Pull out each line of the records holding the string "positive".

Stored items

+++

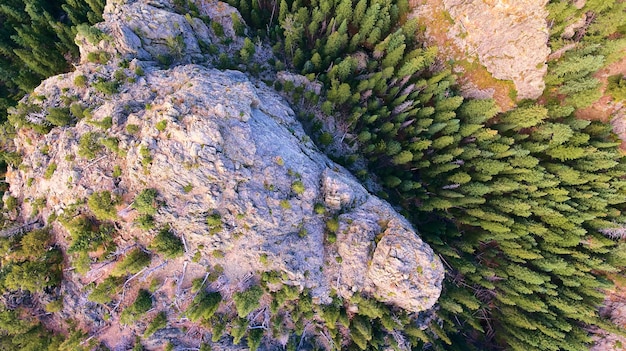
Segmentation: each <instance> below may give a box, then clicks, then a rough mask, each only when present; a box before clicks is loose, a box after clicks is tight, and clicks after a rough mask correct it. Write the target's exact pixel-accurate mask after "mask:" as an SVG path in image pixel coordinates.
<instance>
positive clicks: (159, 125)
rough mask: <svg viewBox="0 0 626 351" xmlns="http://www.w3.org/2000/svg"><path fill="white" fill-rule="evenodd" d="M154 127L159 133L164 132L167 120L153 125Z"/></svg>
mask: <svg viewBox="0 0 626 351" xmlns="http://www.w3.org/2000/svg"><path fill="white" fill-rule="evenodd" d="M155 127H156V129H157V130H158V131H159V132H162V131H164V130H165V128H167V120H166V119H164V120H161V121H159V122H158V123H157V124H156V125H155Z"/></svg>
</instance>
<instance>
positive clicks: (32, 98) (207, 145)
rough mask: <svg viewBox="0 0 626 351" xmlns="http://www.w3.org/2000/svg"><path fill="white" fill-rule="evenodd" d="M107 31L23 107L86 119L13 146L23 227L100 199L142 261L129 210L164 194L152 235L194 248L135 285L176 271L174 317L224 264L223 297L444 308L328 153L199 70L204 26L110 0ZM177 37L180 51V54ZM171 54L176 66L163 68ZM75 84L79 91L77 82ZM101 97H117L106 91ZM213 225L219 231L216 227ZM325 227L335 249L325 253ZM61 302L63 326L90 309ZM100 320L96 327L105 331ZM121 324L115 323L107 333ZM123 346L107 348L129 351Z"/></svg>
mask: <svg viewBox="0 0 626 351" xmlns="http://www.w3.org/2000/svg"><path fill="white" fill-rule="evenodd" d="M200 5H201V6H199V8H200V9H201V11H204V13H205V14H206V15H207V16H212V15H213V16H218V14H219V15H220V16H221V15H223V14H224V13H227V14H228V16H227V17H228V18H231V15H230V14H231V13H235V15H236V16H238V14H236V12H232V11H234V10H233V9H232V8H230V7H228V5H225V4H222V3H217V2H214V3H212V5H211V4H209V3H206V4H205V3H200ZM212 6H213V7H212ZM215 6H217V7H218V8H215ZM220 9H221V10H220ZM224 9H226V10H224ZM225 11H226V12H225ZM229 11H230V12H229ZM104 18H105V20H106V21H105V22H104V23H101V24H99V25H98V28H100V29H101V30H102V32H103V33H104V34H106V35H107V36H108V37H105V38H104V39H102V40H100V41H99V42H97V43H89V42H88V40H87V38H85V37H81V36H79V37H78V38H77V42H78V43H79V44H81V47H80V49H81V54H82V57H83V60H82V63H81V64H80V65H79V66H77V67H76V71H74V72H71V73H67V74H63V75H59V76H55V77H51V78H49V79H47V80H45V81H44V82H42V84H41V85H40V86H39V87H38V88H36V89H35V92H34V93H33V94H32V95H31V96H30V97H26V98H25V99H24V100H23V103H24V104H26V105H37V107H38V109H34V110H38V111H39V112H32V113H29V114H27V116H26V118H27V119H28V120H29V121H31V122H35V123H42V124H43V123H45V116H46V115H47V114H48V113H49V111H50V108H53V107H62V106H66V102H67V101H68V99H69V101H71V103H72V104H78V105H81V106H82V108H84V109H86V111H87V113H86V114H85V117H84V118H82V119H78V120H77V123H76V124H75V125H71V126H65V127H55V128H52V130H51V131H50V132H49V133H48V134H37V133H34V132H32V131H30V130H27V129H21V130H19V131H18V134H17V137H16V138H15V140H14V144H15V148H16V151H17V152H19V153H20V154H22V156H23V162H22V165H21V166H20V167H19V168H17V169H15V168H13V169H10V170H9V171H8V172H7V181H8V182H9V184H10V191H9V193H10V195H11V196H15V197H17V198H18V199H19V200H21V202H20V203H21V204H22V205H21V208H20V210H19V217H20V219H21V220H24V221H25V220H26V219H28V218H31V217H38V218H40V219H41V221H43V222H46V221H47V220H48V219H49V218H51V217H50V215H53V214H54V215H62V214H63V213H64V212H66V211H68V209H70V208H71V207H72V206H74V204H75V203H76V202H80V201H83V200H85V199H86V198H87V197H88V196H89V195H90V194H92V193H94V192H97V191H104V190H107V191H110V192H111V193H112V194H115V195H117V196H119V198H120V199H121V203H120V204H119V205H118V206H117V210H118V220H117V221H116V227H117V229H118V233H119V238H118V239H116V243H117V244H118V247H120V248H124V247H130V246H132V245H135V243H139V244H140V245H142V246H147V245H146V244H148V243H149V241H150V240H151V237H153V235H154V233H153V232H146V231H143V230H140V229H139V228H137V227H136V225H134V224H133V220H134V219H135V218H136V217H137V213H136V211H135V210H134V209H132V206H131V204H132V202H133V199H134V198H135V196H136V195H137V194H138V193H139V192H140V191H142V190H143V189H147V188H154V189H156V190H157V192H158V194H159V195H158V200H159V202H160V203H162V204H163V205H162V206H161V207H160V208H159V210H158V212H157V213H156V215H155V221H156V227H157V228H159V227H166V226H167V227H170V228H171V230H172V231H173V232H174V233H175V234H176V235H177V236H179V237H182V238H183V239H184V243H185V255H184V256H183V257H182V258H180V259H177V260H163V259H161V260H153V263H152V265H151V266H150V267H148V268H147V269H146V270H145V272H144V273H143V274H142V275H140V276H138V277H137V278H136V279H137V280H138V281H146V279H151V274H157V272H168V273H167V274H166V273H163V274H164V275H163V276H162V278H163V279H165V280H168V279H171V280H172V281H175V282H176V284H175V285H177V287H176V289H175V292H174V291H169V292H168V293H165V292H157V293H156V294H155V295H154V296H155V297H154V298H155V299H156V300H157V301H156V305H157V306H167V305H168V303H169V302H168V301H166V300H165V299H166V297H167V296H169V298H174V299H175V300H176V301H177V304H178V303H180V304H185V303H186V302H188V301H190V300H191V298H192V297H193V294H192V293H191V291H190V290H191V289H190V286H191V280H192V279H194V278H202V277H203V276H204V274H205V272H206V270H205V268H206V267H213V266H215V265H220V266H222V267H223V275H222V276H221V277H220V278H219V280H218V282H216V283H215V284H217V285H215V288H216V289H219V290H220V291H230V292H232V291H235V290H237V289H240V288H241V286H243V285H245V282H246V281H248V280H250V277H253V276H255V275H258V273H260V272H263V271H278V272H280V273H281V280H282V282H283V283H284V284H287V285H292V286H298V287H299V288H300V289H301V290H303V289H305V288H306V289H308V291H310V292H311V294H312V296H313V298H314V302H316V303H322V304H323V303H329V302H331V301H332V299H331V297H330V296H331V290H336V291H337V292H338V293H339V294H340V295H341V296H343V297H344V298H349V297H350V296H352V295H353V294H355V293H364V294H367V295H370V296H373V297H375V298H377V299H379V300H381V301H384V302H386V303H390V304H394V305H397V306H399V307H402V308H404V309H406V310H408V311H411V312H420V311H424V310H427V309H429V308H431V307H432V306H433V305H434V304H435V303H436V301H437V299H438V297H439V294H440V293H441V283H442V280H443V276H444V269H443V266H442V263H441V261H440V259H439V258H438V257H437V256H436V255H435V254H434V253H433V251H432V249H431V248H430V247H429V246H428V245H427V244H425V243H424V242H422V240H421V239H420V238H419V236H418V234H417V233H416V231H415V229H413V228H412V226H411V225H410V224H409V222H408V221H407V220H406V219H405V218H403V217H402V216H401V215H399V214H398V213H397V212H396V211H395V210H394V209H393V207H392V206H391V205H389V204H388V203H387V202H385V201H383V200H381V199H379V198H377V197H375V196H373V195H371V194H370V193H368V191H367V190H366V189H365V188H364V187H363V186H362V185H360V184H359V183H358V181H357V180H356V179H355V178H354V177H353V176H352V175H351V174H350V173H349V172H348V171H346V170H345V169H344V168H342V167H341V166H339V165H337V164H335V163H334V162H332V161H331V160H329V159H328V158H327V157H326V156H325V155H323V154H322V153H320V152H319V151H318V150H317V148H316V146H315V145H314V144H313V143H312V142H311V140H310V139H309V137H308V136H307V135H306V134H305V132H304V130H303V128H302V126H301V125H300V123H299V122H298V121H297V120H296V118H295V114H294V112H293V111H292V109H291V108H290V107H289V106H288V105H287V103H286V102H285V101H284V100H283V99H282V98H281V97H280V96H279V95H278V94H277V93H276V92H274V91H273V90H272V89H270V88H268V87H267V86H266V85H265V84H263V83H261V82H258V81H254V80H252V79H251V78H249V77H248V76H246V75H245V74H244V73H241V72H239V71H229V70H226V71H222V70H217V69H214V68H212V67H210V65H209V64H204V65H200V64H194V63H192V62H195V61H202V59H203V57H202V50H201V49H200V46H202V45H204V44H199V42H200V41H203V42H204V43H205V44H209V45H210V43H212V42H213V41H214V40H216V39H215V38H214V37H213V34H214V33H212V32H211V31H210V30H209V29H208V28H207V26H206V25H205V24H204V23H203V22H202V21H200V22H198V21H197V19H192V20H191V21H189V20H188V19H186V18H185V16H182V15H179V14H176V13H174V12H172V8H171V7H170V6H169V5H168V3H167V2H166V1H160V2H157V1H148V0H145V1H127V2H122V3H120V2H119V1H118V2H113V1H110V2H109V4H108V5H107V7H106V13H105V16H104ZM223 27H224V28H225V32H226V35H231V34H232V35H234V32H232V33H230V31H229V30H228V28H229V27H228V25H226V24H224V25H223ZM230 28H232V24H231V27H230ZM229 33H230V34H229ZM172 37H174V38H179V39H175V43H178V44H180V45H179V46H177V47H176V48H177V49H176V51H174V50H173V46H172V45H171V42H170V40H171V39H168V38H172ZM239 39H240V38H238V39H235V40H234V42H236V41H237V40H239ZM181 43H182V44H181ZM178 44H176V45H178ZM233 45H234V44H233ZM103 51H104V52H107V53H109V54H110V59H109V60H108V61H107V62H106V63H93V62H89V61H90V60H88V59H87V58H88V56H89V55H90V53H100V52H103ZM174 54H176V55H175V56H176V57H175V60H174V66H173V67H169V68H166V67H164V66H163V64H159V63H158V62H157V61H158V57H159V56H162V55H174ZM92 55H93V54H92ZM80 76H84V77H85V78H86V81H87V83H86V84H78V85H77V84H76V83H75V81H76V79H77V77H80ZM107 82H113V83H115V84H114V85H115V89H113V90H112V91H111V90H110V89H109V90H107V89H103V84H104V83H107ZM35 96H45V99H37V98H34V97H35ZM70 97H71V98H70ZM88 133H91V134H88ZM85 135H91V136H93V138H94V139H93V140H94V141H95V143H96V144H103V143H105V144H108V145H109V147H108V148H107V147H104V146H102V145H100V147H99V148H97V150H96V155H95V157H93V158H89V159H88V158H85V157H84V155H83V156H81V153H80V152H79V150H81V148H82V146H81V142H80V140H81V138H83V139H84V136H85ZM111 141H114V142H115V143H117V147H111V146H110V145H111ZM51 165H54V168H55V169H54V171H53V172H52V173H51V174H50V172H46V171H47V170H49V169H50V168H51ZM7 196H8V195H7ZM209 216H215V217H217V218H219V219H220V221H221V224H220V225H219V226H215V225H211V224H210V223H207V217H209ZM331 221H336V227H337V229H336V242H332V241H330V240H328V235H329V234H328V229H326V228H327V227H328V223H329V222H331ZM52 228H53V231H54V233H55V237H56V238H58V240H59V243H60V246H61V247H66V246H67V239H65V238H67V233H66V232H65V230H64V229H63V227H62V226H61V225H60V224H58V222H56V223H54V224H52ZM198 253H199V254H198ZM198 255H199V257H198ZM181 267H182V268H181ZM105 269H106V265H103V264H96V263H93V264H92V267H91V271H90V272H89V273H87V274H86V275H85V276H81V275H79V274H78V273H75V272H71V271H68V272H67V274H66V276H67V279H70V280H72V282H73V283H72V284H75V286H76V288H73V289H71V291H70V290H68V293H72V292H73V293H75V294H81V291H84V290H81V287H82V286H81V284H87V283H90V282H94V281H99V279H102V277H103V276H104V275H105V273H106V271H105ZM72 286H74V285H72ZM170 290H171V289H170ZM82 293H83V294H84V292H82ZM168 294H169V295H168ZM66 300H68V302H70V300H71V301H74V302H73V303H67V304H66V307H64V308H65V310H64V311H63V313H65V314H66V315H69V316H71V315H72V313H73V312H72V311H73V310H72V309H76V311H77V310H78V309H80V308H81V307H80V304H79V303H76V301H83V302H84V301H85V296H82V297H71V296H66ZM76 311H74V312H76ZM100 312H101V313H104V312H102V311H100ZM94 313H95V314H97V313H99V312H98V311H96V310H94ZM101 317H102V316H97V315H94V316H91V317H90V320H92V321H97V324H98V325H97V326H98V328H100V327H102V326H103V325H101V324H102V323H105V322H104V319H103V318H101ZM116 321H117V316H116V315H115V313H114V314H113V316H112V318H111V319H110V320H108V322H106V323H105V324H107V326H109V325H111V323H113V325H115V323H117V322H116ZM85 323H88V324H89V323H92V322H85ZM93 323H95V322H93ZM93 323H92V324H93ZM94 326H95V324H94ZM120 330H122V329H120ZM120 333H123V331H120ZM157 335H158V334H157ZM116 337H117V336H116ZM116 337H110V339H113V340H114V341H112V343H115V342H119V343H121V342H122V341H119V340H118V341H115V338H116ZM103 338H105V337H104V336H103ZM122 339H123V338H122ZM120 340H121V339H120ZM119 343H118V344H116V345H121V344H119Z"/></svg>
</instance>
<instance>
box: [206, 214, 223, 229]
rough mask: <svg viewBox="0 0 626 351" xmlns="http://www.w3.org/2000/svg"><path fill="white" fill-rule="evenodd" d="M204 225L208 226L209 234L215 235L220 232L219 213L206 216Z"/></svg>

+++

▶ Answer to this exercise:
positive clicks: (159, 125)
positive clicks: (32, 98) (207, 145)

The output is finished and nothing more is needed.